- [PROMPT 1]:
Answer the following from the excerpt on the abortion pill.
(a) How many visits to the doctor does medical abortion require, and over what period?
(b) Which drug is taken two days after mifepristone?
(c) At which university is Dr. Carolyn Westhoff a professor?
- [PROMPT 2]: Extend the excerpt on the abortion pill, picking up after its final sentence.

- [EXCERPT TO READ]:
-=-=-=-=-

Yet the women in the trials were a self-selected group. For the general population, the pill is a new option, but not an easy one. It is not likely to be less expensive than surgical abortion, given the number of doctor's visits and the possibility that the pills will sell for $200. And it is not as though you take a pill and the baby disappears. Medical abortion, as opposed to surgical, is a multistep process, requiring three visits to the doctor over a period of two weeks. The first visit is to make sure the pregnancy is still early enough for the pill to be used safely, which will automatically exclude many women who don't realize they are pregnant until more than 49 days after their last period. Two sets of pills are required--first mifepristone, then, two days later, misoprostol, to trigger contractions and expel the fetal tissue--and that can cause nausea, heavy bleeding and painful cramping. After about 12 days, a woman must return to the doctor to confirm that the abortion was successful.
Some doctors see a psychological advantage to the new procedure by giving patients the sense that the process is more natural because their body is doing the work, not a surgeon's vacuum. "My patients are usually under a lot of stress and are trying to find the appropriate action to take," says Dr. Carolyn Westhoff, a professor of obstetrics, gynecology and public health at New York's Columbia University, who has conducted many of the mifepristone trials. "For someone who feels backed in a corner, it is good to feel you have a choice."

-=-=-=-=-

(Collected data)

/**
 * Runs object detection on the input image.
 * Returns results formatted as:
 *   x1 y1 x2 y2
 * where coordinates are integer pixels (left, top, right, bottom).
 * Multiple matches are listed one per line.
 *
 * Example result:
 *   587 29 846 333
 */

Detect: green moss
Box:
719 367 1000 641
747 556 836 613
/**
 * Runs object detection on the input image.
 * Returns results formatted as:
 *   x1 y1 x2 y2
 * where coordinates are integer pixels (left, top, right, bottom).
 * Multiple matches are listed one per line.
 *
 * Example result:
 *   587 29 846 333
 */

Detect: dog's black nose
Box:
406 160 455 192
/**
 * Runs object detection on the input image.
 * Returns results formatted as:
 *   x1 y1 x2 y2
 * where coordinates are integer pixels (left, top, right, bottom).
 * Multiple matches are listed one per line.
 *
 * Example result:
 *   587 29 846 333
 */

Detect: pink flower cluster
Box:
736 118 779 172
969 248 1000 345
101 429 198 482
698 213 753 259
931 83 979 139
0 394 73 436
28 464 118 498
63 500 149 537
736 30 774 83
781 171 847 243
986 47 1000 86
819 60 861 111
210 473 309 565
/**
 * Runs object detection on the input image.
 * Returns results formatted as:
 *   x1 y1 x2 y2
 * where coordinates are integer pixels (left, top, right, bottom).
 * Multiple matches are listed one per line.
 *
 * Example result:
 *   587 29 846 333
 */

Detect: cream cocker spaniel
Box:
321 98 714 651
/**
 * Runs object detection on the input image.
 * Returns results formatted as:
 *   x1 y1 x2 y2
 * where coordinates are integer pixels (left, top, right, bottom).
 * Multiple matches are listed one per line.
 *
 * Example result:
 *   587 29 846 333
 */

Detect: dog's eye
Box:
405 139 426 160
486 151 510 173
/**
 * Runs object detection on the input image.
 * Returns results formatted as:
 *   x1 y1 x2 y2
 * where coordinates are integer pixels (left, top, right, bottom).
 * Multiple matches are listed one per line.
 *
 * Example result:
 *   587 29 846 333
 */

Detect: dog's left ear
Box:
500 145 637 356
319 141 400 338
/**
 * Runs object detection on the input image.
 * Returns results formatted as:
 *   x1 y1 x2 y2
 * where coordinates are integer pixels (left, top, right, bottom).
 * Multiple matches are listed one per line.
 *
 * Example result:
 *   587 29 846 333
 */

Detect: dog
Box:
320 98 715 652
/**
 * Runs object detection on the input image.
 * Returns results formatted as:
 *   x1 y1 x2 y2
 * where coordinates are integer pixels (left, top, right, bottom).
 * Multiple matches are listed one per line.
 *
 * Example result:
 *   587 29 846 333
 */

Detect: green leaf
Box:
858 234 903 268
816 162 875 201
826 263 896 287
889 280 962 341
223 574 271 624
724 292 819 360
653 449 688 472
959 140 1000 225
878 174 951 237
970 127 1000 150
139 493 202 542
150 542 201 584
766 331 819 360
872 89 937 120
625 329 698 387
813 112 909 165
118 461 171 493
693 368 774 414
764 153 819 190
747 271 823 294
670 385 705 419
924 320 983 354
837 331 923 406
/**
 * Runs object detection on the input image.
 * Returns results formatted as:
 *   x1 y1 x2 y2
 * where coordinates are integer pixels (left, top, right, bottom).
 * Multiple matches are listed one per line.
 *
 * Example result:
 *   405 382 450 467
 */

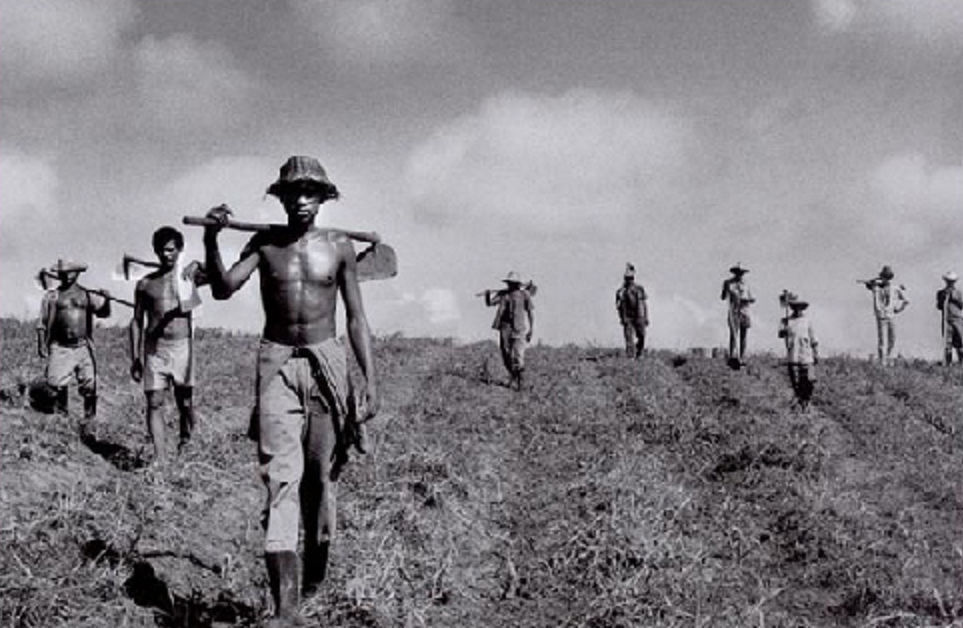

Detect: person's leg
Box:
174 384 194 449
876 318 886 364
45 344 74 416
74 346 97 421
622 322 635 358
301 388 338 595
258 360 306 623
144 390 167 462
739 325 749 364
635 320 645 358
886 319 896 366
512 334 528 390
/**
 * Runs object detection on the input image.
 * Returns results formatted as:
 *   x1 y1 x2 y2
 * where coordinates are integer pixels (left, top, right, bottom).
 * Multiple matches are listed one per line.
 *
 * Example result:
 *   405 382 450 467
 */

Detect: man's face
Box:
156 240 181 270
281 184 321 226
57 271 80 288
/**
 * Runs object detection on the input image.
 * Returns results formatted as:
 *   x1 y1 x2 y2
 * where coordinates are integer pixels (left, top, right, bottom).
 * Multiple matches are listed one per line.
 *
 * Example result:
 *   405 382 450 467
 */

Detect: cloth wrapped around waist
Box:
248 338 365 476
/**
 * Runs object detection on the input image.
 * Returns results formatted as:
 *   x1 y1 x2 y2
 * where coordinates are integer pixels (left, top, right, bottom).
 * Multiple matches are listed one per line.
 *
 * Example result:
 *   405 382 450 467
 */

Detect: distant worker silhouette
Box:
37 260 111 422
863 265 909 366
615 264 649 358
720 264 756 369
484 271 535 390
936 271 963 365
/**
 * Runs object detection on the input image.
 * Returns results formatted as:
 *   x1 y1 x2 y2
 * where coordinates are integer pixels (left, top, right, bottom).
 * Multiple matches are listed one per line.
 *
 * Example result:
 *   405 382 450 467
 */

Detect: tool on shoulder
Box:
36 268 134 308
475 281 538 297
182 211 398 281
120 253 161 280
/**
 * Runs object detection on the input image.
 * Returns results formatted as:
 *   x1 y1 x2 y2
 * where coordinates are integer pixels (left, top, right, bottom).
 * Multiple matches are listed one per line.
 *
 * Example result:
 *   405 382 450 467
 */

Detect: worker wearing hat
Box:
720 264 756 368
37 259 110 421
936 271 963 364
779 293 819 412
204 156 378 626
615 263 649 358
866 265 909 366
485 271 535 390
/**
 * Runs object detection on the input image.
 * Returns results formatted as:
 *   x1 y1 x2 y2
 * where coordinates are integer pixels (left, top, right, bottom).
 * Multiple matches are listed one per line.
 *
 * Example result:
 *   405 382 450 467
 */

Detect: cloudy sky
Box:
0 0 963 355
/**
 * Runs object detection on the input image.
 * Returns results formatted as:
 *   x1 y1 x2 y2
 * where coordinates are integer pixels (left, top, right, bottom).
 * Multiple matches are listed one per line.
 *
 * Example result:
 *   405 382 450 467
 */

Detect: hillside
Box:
0 320 963 627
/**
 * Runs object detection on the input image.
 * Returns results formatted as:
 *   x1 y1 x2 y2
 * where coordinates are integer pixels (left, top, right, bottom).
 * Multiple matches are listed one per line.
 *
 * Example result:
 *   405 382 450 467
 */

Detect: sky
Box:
0 0 963 357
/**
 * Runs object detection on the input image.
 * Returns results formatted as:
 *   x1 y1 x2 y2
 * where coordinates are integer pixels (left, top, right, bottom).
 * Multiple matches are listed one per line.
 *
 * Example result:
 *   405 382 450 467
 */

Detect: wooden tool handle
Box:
182 216 381 244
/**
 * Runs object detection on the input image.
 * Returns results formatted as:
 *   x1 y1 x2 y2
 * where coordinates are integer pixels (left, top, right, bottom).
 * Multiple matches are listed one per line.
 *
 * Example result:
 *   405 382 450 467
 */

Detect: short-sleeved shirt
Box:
873 283 908 319
722 279 753 314
936 288 963 320
780 315 819 364
489 290 535 334
615 282 647 322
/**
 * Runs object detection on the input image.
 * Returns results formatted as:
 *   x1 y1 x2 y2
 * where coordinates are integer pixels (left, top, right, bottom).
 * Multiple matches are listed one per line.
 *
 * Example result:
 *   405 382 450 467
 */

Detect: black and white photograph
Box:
0 0 963 628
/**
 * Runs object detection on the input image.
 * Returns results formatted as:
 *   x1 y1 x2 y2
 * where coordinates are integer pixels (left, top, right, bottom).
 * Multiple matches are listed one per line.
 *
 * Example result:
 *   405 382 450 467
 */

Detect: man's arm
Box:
337 240 380 421
204 205 261 301
893 287 909 314
37 292 56 358
525 293 535 342
128 279 147 382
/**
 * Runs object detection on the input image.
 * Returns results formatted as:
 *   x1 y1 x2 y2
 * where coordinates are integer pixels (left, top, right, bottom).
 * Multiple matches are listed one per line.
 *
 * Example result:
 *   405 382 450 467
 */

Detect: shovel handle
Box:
182 216 381 244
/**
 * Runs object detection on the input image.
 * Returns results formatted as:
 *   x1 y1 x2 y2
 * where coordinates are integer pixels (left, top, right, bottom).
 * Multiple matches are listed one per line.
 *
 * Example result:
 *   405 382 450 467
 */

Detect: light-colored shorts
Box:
144 338 194 391
47 342 97 394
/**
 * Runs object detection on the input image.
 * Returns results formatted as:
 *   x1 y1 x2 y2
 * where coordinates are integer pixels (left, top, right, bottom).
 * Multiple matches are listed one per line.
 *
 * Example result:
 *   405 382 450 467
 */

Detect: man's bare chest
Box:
260 239 340 285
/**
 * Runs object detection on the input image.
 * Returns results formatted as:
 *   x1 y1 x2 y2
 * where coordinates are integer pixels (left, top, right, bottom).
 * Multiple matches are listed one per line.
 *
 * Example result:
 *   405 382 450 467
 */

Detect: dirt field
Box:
0 320 963 627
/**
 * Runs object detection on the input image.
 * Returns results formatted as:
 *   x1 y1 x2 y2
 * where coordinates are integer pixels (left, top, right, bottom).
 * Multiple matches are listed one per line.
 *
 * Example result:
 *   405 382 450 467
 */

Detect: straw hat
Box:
47 259 87 275
502 270 522 285
267 155 338 199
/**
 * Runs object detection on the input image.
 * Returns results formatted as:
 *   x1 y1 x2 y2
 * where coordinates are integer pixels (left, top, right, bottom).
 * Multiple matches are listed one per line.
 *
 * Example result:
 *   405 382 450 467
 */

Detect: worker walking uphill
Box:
779 293 819 411
37 260 110 421
863 265 909 366
936 271 963 365
204 156 379 626
615 264 649 358
720 264 756 369
485 271 535 390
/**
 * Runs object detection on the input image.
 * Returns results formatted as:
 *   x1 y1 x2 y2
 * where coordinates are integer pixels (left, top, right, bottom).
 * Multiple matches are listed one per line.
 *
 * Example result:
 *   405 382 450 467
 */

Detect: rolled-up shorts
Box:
258 341 346 552
144 338 194 391
499 327 528 371
47 342 97 394
944 318 963 349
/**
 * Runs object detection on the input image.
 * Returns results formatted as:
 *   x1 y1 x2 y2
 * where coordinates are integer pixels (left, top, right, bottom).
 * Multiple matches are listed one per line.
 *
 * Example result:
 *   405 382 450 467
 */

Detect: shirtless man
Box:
204 157 378 625
720 264 756 369
37 260 110 421
130 227 205 462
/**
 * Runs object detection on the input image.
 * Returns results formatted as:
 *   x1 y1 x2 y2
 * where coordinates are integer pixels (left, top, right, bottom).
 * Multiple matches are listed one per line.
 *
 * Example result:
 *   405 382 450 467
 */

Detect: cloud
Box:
0 0 137 89
812 0 963 50
419 288 461 325
406 89 691 234
294 0 467 65
870 153 963 249
0 149 58 221
164 155 281 220
134 35 256 133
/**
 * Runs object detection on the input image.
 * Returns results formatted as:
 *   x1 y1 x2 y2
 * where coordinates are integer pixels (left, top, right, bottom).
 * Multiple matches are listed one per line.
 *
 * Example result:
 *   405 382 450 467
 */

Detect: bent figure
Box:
204 157 378 625
37 260 110 421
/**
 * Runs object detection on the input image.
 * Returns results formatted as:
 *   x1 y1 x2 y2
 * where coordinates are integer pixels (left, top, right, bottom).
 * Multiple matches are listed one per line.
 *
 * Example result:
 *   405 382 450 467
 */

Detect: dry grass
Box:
0 321 963 627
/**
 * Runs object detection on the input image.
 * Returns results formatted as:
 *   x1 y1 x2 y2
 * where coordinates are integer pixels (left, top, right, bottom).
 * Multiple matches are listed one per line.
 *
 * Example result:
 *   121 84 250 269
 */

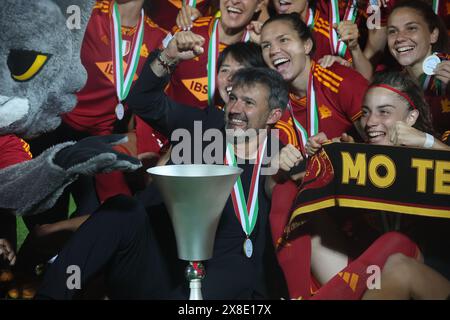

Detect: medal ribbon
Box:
112 2 144 102
330 0 357 58
433 0 439 14
306 8 314 30
288 61 319 156
225 137 267 237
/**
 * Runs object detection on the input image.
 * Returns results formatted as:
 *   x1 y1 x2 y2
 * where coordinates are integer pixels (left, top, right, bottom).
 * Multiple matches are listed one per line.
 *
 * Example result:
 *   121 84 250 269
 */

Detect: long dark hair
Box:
391 0 450 53
371 71 436 135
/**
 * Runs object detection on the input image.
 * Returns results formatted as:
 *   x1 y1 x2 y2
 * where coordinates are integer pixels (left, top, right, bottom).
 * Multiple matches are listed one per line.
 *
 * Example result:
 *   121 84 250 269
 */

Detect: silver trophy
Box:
147 164 242 300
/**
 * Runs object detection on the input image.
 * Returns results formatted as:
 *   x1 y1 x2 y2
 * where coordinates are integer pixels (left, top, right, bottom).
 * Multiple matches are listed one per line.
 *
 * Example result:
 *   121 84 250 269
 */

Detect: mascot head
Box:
0 0 94 137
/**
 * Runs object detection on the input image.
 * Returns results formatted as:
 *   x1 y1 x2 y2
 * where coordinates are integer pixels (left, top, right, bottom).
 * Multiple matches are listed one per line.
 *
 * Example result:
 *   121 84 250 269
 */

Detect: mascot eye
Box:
7 50 51 82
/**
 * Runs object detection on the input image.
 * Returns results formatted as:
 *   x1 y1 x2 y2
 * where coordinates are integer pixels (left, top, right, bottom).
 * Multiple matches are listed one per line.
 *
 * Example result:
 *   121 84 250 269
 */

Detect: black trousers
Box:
37 196 170 299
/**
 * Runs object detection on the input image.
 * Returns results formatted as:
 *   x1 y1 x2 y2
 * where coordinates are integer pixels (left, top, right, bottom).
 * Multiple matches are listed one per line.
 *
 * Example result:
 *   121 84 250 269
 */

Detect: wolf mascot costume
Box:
0 0 141 218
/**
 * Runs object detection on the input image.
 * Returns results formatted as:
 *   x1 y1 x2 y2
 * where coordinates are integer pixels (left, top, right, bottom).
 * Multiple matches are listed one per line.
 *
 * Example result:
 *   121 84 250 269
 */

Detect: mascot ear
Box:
54 0 95 55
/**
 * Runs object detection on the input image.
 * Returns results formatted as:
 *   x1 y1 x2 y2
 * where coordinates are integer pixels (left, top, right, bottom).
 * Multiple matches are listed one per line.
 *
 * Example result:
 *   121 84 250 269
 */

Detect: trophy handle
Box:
185 261 206 300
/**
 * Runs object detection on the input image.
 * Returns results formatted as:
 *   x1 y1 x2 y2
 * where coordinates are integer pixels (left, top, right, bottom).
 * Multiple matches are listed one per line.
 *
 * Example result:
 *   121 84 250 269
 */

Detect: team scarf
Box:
112 2 144 103
288 61 319 157
225 137 267 238
206 18 250 106
329 0 358 58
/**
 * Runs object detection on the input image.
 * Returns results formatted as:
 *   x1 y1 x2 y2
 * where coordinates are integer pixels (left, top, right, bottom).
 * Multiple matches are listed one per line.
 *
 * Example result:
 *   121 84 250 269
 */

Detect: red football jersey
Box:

-=-=-=-=-

- [EXPECTED OUTPUT 1]:
(a) Three visits over a period of two weeks.
(b) Misoprostol.
(c) Columbia University in New York.

- [EXPECTED OUTPUT 2]:
That is not to say mifepristone makes abortion morally simple. In fact, some doctors argue the opposite. Carole Joffe, a sociologist of reproductive health and visiting professor at Bryn Mawr College, believes mifepristone could make abortion "more emotionally wrenching because women who take mifepristone experience something like a miscarriage, where they have to confront the product of conception." Women who undergo surgical abortions don't usually see the fetus. With mifepristone, a woman typically passes large blood clots in the toilet within 24 hours after taking the second pill.
"You have to walk around," the nurse had told Chaya, 44, a divorced mother of two teenagers, who took the pills during the clinical trials. "Keep busy so you don't get depressed." Chaya cried when the doctor administered the first dose. She took the second set of pills at home, with her sister, and began to feel cold before the bleeding started.